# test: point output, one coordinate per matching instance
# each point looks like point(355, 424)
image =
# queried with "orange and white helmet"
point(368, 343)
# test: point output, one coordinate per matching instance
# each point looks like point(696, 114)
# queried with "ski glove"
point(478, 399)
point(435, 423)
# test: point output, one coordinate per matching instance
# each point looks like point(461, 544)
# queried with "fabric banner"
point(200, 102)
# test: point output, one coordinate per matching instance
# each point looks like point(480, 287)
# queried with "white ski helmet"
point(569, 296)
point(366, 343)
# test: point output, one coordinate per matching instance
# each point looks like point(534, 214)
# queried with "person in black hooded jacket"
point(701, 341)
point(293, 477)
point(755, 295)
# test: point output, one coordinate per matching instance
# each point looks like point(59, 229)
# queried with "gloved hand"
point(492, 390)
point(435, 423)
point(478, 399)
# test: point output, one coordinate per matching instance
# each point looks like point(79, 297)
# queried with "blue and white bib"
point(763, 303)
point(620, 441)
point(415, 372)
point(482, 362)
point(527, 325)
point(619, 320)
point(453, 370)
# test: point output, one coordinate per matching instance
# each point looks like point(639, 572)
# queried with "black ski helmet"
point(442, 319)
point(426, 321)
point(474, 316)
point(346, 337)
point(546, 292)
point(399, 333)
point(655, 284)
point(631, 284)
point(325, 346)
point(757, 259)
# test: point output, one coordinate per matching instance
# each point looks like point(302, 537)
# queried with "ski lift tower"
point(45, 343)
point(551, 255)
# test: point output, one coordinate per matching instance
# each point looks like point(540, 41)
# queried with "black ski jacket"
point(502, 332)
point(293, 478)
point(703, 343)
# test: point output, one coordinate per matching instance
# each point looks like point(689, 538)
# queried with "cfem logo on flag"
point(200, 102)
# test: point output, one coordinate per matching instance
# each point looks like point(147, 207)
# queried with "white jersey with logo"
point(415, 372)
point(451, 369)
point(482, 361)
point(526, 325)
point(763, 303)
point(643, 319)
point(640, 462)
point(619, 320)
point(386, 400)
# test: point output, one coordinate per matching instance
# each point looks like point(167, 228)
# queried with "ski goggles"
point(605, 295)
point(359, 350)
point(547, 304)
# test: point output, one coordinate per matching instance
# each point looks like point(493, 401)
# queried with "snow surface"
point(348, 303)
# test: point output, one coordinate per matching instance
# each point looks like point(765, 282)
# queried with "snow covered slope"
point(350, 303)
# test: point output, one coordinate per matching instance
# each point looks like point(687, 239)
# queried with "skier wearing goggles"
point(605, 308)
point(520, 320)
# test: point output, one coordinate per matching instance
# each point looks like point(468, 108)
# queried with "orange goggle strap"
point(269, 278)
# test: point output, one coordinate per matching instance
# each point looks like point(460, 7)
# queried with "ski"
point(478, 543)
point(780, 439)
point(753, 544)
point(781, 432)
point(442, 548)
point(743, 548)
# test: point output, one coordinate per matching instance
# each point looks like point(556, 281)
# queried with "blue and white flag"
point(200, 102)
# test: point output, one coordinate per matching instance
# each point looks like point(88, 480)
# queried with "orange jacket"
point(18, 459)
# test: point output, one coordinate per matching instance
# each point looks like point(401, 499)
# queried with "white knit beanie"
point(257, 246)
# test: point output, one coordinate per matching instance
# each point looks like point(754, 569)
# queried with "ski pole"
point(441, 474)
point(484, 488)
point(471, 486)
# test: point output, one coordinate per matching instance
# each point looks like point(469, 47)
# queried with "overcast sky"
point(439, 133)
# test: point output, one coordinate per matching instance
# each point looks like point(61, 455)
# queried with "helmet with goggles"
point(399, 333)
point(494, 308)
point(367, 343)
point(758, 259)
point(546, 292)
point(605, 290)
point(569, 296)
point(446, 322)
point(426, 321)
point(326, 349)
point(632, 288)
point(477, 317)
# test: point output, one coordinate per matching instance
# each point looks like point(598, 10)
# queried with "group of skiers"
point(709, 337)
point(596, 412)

■ ■ ■ ■ ■ ■ ■

In full and verbatim, repeat the records given above.

# test: point output, one coordinate per matching instance
# each point looks like point(355, 424)
image =
# queried with "orange and white helmet"
point(368, 343)
# test: point output, one coordinate per matching instance
# each point looks like point(696, 114)
# queried with "ski glove"
point(478, 399)
point(435, 423)
# test: point output, one coordinate per matching instance
# each point looks like point(461, 544)
# queried with "fabric banner"
point(200, 102)
# test: point output, one coordinate per matching instance
# each point looks like point(480, 287)
# queried with "white ski helmet"
point(569, 296)
point(366, 343)
# test: point output, one coordinate per matching instance
# each point looks like point(534, 214)
# queried with "person in black hooded jacket"
point(701, 341)
point(293, 477)
point(755, 295)
# test: point output, one coordinate per matching instance
# each point looks like point(59, 229)
# queried with "gloved hand"
point(492, 390)
point(435, 423)
point(478, 399)
# test: point output, one coordinate per matching instance
# each point looks like point(79, 297)
# queried with "blue and white bib"
point(763, 303)
point(620, 441)
point(415, 372)
point(482, 362)
point(527, 325)
point(619, 320)
point(453, 370)
# test: point output, one coordinate per matching instance
# each point looks like point(639, 572)
# queried with "black ski helmet"
point(442, 319)
point(426, 321)
point(474, 316)
point(346, 337)
point(546, 292)
point(399, 333)
point(655, 284)
point(631, 284)
point(325, 346)
point(757, 259)
# test: point output, one coordinate per matching instance
# each point looks like point(302, 537)
# queried with "ski lift tower"
point(45, 343)
point(551, 255)
# test: point output, one coordinate per matching instance
# each point looks like point(540, 41)
# queried with "black ski jacket"
point(502, 332)
point(293, 478)
point(703, 343)
# test: point output, one coordinate per matching instance
# each point looks like point(689, 538)
# queried with "cfem logo on flag"
point(200, 102)
# test: point output, one coordinate per matching instance
# each point looks like point(147, 207)
# queried with "white jersey with logo"
point(415, 372)
point(451, 369)
point(482, 361)
point(526, 325)
point(763, 303)
point(643, 319)
point(640, 462)
point(619, 320)
point(386, 400)
# test: point output, one coordinate per matching instance
# each point looks like point(167, 228)
# queried with "ski goggles"
point(605, 295)
point(359, 350)
point(547, 304)
# test: point output, one coordinate per matching instance
# each point looks like point(493, 401)
# queried with "snow surface"
point(348, 303)
# test: point output, one coordinate per matching instance
# each point looks like point(765, 282)
# queried with "snow covered slope"
point(350, 303)
# test: point output, one coordinate per matching instance
# each point looks like point(687, 239)
# queried with "skier wearing goggles"
point(605, 308)
point(520, 320)
# test: point output, one coordinate per matching instance
# each point looks like point(468, 108)
# queried with "orange goggle strap"
point(269, 278)
# test: point output, one coordinate per matching instance
# each point looks like point(460, 7)
# queried with "ski"
point(478, 543)
point(780, 439)
point(753, 544)
point(781, 432)
point(442, 548)
point(743, 548)
# test: point output, one coordinate per matching instance
# each point looks like point(556, 281)
# queried with "blue and white flag"
point(200, 102)
# test: point output, one coordinate per matching instance
# each point looks like point(88, 480)
# queried with "orange jacket"
point(18, 459)
# test: point output, one coordinate per matching instance
# each point looks like point(401, 499)
# queried with "white knit beanie"
point(257, 246)
# test: point output, one coordinate per matching instance
# each point looks like point(754, 569)
# queried with "ski pole"
point(441, 474)
point(484, 488)
point(471, 486)
# test: point output, one coordinate per matching instance
# each point looks like point(469, 47)
# queried with "overcast sky"
point(439, 133)
# test: point output, one coordinate per matching instance
# each point looks like point(61, 455)
# queried with "helmet with goggles"
point(399, 333)
point(494, 308)
point(367, 343)
point(758, 259)
point(546, 292)
point(605, 290)
point(569, 296)
point(446, 322)
point(426, 321)
point(326, 349)
point(632, 288)
point(477, 317)
# test: point output, one coordinate per matching instance
# each point looks like point(598, 10)
# queried with "group of skiers"
point(709, 337)
point(596, 412)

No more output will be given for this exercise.